■ **What you will do**
a. From the report section on outside help received by WtW enrollees, list every type of community organization named as a source of assistance.
b. Carry the report section on outside help received by WtW enrollees forward from its last sentence, staying on the topic of government assistance.

■ **Document segment**
-- start --
Notwithstanding the modest success that enrollees experienced in the labor market after entering WtW, most needed help from outside their households to make ends meet. This section documents the monetary and nonmonetary assistance that enrollees received from extended family members and friends, community organizations, and government programs.

1. Did Enrollees Receive Assistance from Family/Friends and Community Organizations?

Most WtW enrollees received assistance from extended family members and friends during the year following program entry, but only a minority received help from community organizations (Exhibit V.1).(57) Across the study sites, about 7 or 8 of every 10 enrollees received help from family and friends — most often in the form of transportation, which was received by half or more of enrollees in all sites other than Philadelphia (Appendix Exhibit B.15). The enrollees in Philadelphia had the lowest rate of receipt of any assistance from family and friends. In contrast, the male noncustodial parents on probation or parole who comprised the enrollees in the Milwaukee NOW program had the highest rate of receipt of this type of assistance, which was especially important given that community organizations were largely unresponsive to their needs and there were few government programs that they could turn to for support.

Assistance from community organizations was less pronounced among WtW enrollees. Exhibit V.1shows that between one-quarter and one-half of enrollees across the study sites received assistance from food pantries or soup kitchens, crisis hotlines or centers, thrift shops, or churches. Enrollees in Philadelphia and Milwaukee had the lowest rates of receipt of assistance from community organizations. The unique characteristics of the Milwaukee enrollees may have made it more difficult for them to access assistance from community organizations that could have addressed their particular needs.

2. Did Enrollees Receive Assistance from Government Programs?

Receipt of assistance from government programs was pervasive among WtW enrollees one year after program entry.(58) Only in Milwaukee were fewer than half of enrollees and their households receiving some form of government assistance (Exhibit V.2), which is further evidence of their limited options for assistance. In other sites, rates of receipt of such assistance ranged from 65 percent in Baltimore County to 87 percent in Chicago and Philadelphia. Among enrollees whose households were receiving some form of government assistance one year after enrollment, the average monthly amount ranged from about $550 to $750, except in the two JHU sites, where it was $508 and $441, respectively (Appendix Exhibit B.16).
-- end --
■ **Record extracts**
-- start --
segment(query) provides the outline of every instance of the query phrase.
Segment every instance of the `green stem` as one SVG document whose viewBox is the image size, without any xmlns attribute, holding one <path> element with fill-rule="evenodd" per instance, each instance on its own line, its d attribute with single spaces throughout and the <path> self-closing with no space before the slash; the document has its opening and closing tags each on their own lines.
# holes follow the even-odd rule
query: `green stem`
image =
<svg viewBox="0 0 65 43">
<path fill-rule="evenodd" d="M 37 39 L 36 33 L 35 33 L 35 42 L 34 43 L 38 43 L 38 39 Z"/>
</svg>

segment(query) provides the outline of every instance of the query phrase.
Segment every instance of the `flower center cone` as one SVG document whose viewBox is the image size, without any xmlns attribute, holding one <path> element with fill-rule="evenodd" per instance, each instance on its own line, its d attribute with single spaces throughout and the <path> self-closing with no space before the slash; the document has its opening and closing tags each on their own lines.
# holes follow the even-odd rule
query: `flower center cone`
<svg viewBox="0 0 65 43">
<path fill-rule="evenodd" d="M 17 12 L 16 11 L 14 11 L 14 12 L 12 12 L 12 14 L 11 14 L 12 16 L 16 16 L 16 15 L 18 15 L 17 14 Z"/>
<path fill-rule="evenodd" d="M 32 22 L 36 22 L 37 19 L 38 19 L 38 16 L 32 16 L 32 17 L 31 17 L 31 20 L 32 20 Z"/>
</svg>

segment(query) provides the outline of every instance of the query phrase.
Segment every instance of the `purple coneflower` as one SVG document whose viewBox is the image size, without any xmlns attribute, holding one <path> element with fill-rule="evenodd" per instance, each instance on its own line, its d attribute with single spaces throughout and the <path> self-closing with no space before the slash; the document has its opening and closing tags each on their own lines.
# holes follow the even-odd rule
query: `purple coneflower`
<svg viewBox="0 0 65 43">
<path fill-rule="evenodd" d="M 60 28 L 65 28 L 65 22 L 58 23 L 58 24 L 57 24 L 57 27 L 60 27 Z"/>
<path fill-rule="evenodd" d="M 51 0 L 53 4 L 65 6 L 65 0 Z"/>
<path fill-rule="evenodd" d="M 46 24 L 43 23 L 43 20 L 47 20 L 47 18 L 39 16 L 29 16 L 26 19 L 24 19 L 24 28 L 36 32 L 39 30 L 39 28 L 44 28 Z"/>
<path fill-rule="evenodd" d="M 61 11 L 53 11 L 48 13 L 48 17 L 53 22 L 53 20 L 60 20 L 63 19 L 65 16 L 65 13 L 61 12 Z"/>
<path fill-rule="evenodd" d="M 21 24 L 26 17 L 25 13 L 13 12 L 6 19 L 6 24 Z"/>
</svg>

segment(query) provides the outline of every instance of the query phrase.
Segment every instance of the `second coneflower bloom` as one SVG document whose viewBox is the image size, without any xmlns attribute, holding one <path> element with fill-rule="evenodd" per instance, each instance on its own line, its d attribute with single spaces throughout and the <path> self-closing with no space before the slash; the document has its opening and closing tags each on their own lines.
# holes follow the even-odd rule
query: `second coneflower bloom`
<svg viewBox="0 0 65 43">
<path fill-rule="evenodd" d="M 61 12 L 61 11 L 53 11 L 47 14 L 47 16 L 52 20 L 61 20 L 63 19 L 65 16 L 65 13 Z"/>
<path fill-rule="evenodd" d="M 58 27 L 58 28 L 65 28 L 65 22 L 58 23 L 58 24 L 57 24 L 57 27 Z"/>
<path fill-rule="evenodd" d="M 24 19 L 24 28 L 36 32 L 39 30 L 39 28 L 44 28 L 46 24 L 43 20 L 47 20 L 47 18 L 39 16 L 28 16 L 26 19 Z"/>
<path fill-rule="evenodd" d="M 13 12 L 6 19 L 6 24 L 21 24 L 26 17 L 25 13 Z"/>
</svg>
-- end --
■ **Answers to the tasks**
a. Food pantries or soup kitchens, crisis hotlines or centers, thrift shops, and churches.

b.
Food stamps were the most common type of government assistance for WtW enrollees in every site one year after program entry, with rates of receipt as high as 82 percent (Appendix Exhibit B.16). TANF was the second most common form of government assistance in nine sites; in Baltimore County and Milwaukee the rate of receipt of Supplemental Security Income or Social Security Disability Insurance exceeded that of TANF. In every site, very small percentages — 8 percent or less — of enrollees received assistance from each of the other programs considered in this evaluation.(59)

In all of the study sites except Baltimore County, Milwaukee, and Nashville, WtW enrollees were far less likely to be receiving TANF one year later than they were at the time of enrollment.(60) Recipiency rates in many of the sites were roughly 50 percent lower at the end of the follow-up period than at the beginning (Exhibit V.3). While the WtW programs may have contributed to these differences, other factors may also have been instrumental. Consequently, we again caution the reader not to interpret the differences as impacts of the programs.

3. Did Enrollees Achieve Independence from TANF Through Employment?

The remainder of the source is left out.